─── Data in this exercise ───
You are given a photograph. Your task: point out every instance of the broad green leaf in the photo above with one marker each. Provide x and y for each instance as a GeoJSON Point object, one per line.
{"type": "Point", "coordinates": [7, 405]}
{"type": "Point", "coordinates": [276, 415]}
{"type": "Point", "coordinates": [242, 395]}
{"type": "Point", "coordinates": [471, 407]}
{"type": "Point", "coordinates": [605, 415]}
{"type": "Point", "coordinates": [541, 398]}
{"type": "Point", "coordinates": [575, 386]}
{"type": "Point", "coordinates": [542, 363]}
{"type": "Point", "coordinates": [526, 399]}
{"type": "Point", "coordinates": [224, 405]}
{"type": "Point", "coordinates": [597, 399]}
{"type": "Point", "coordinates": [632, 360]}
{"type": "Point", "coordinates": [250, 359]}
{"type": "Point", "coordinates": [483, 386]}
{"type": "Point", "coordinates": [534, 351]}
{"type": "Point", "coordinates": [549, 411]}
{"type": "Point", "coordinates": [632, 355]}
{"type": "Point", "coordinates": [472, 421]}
───
- [Work to be completed]
Every entry should be output again exactly as written.

- [Solution to this task]
You are given a photograph. Your task: point out every instance of the broad green leaf in the photo above with one marker each. Provide x and y for each instance as a GeoJSON Point object, one per line.
{"type": "Point", "coordinates": [7, 405]}
{"type": "Point", "coordinates": [276, 415]}
{"type": "Point", "coordinates": [242, 395]}
{"type": "Point", "coordinates": [471, 407]}
{"type": "Point", "coordinates": [605, 415]}
{"type": "Point", "coordinates": [541, 398]}
{"type": "Point", "coordinates": [575, 386]}
{"type": "Point", "coordinates": [542, 363]}
{"type": "Point", "coordinates": [526, 399]}
{"type": "Point", "coordinates": [224, 405]}
{"type": "Point", "coordinates": [597, 399]}
{"type": "Point", "coordinates": [632, 360]}
{"type": "Point", "coordinates": [250, 359]}
{"type": "Point", "coordinates": [483, 386]}
{"type": "Point", "coordinates": [534, 351]}
{"type": "Point", "coordinates": [549, 411]}
{"type": "Point", "coordinates": [632, 355]}
{"type": "Point", "coordinates": [472, 421]}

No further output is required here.